Articulation the best curricular sequence -Roxanne L.
Concordant Readings: "mean the interpretive process has stopped with the writing: 'When an essay matches our expectations, the student as author goes otherwise unnoticed'" (341). -Andrea P.
Diagnosis the most productive order to the task of improving each particular student's writing -Roxanne L.
Placement: "assigning place before the course begins, conferring grade during the course, keeping gate at the end...Teachers place or pass pieces of writing: they judge what the students have accomplished on the spot or in the past"(Haswell 334). Tabitha P.
Primitivize: Primitivizing development refers to the act of "forcing students to discard more mature skills in order to adapt to its conditions" - he compares this to "students [who] may lose their sense of complex logical design if forced to use nothing but preset formats" (330). - Nicholas S.
Proleptic Learning: describes traditional apprenticeship systems, such as tailoring or journalism where apprentices are allowed to take on tasks a little ahead of their competence. It follow Vygotsky's formula "that the only 'good learning' is that which is in advance of development (328)." Mary G.
Pseudodiagnosis: This happens when "teachers think they are truly diagnosing student writing, [yet] they are still placing or passing muster on it" (335). -Nick M.
Recentering: Michael J. Chandler's term describing that social concepts tend to evolve out of teens via three positions: narrow and personal, broad and impersonal, and a manageable space involving interpersonal values. This term is contrasted with decentering, which "poorly describes the realities of becoming a socially independent adult" (305) - Peyton C.
Syllabus the order of parts of each course -Roxanne L.

• _Data block_
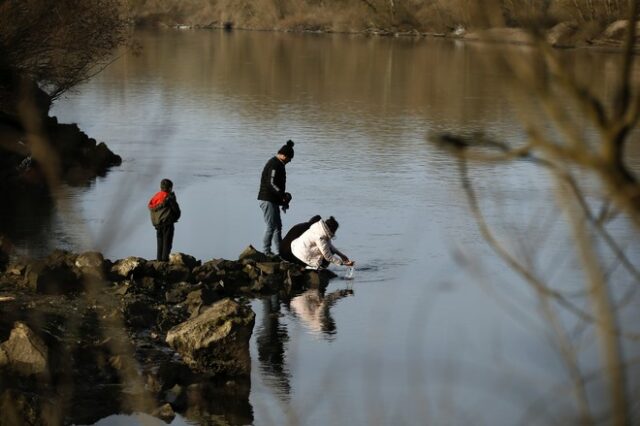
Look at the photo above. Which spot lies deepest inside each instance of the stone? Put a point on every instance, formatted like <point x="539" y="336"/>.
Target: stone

• _What you should do_
In the glossary of terms above, what three positions does the entry for recentering describe?

• _Task result_
Narrow and personal, broad and impersonal, and a manageable space involving interpersonal values.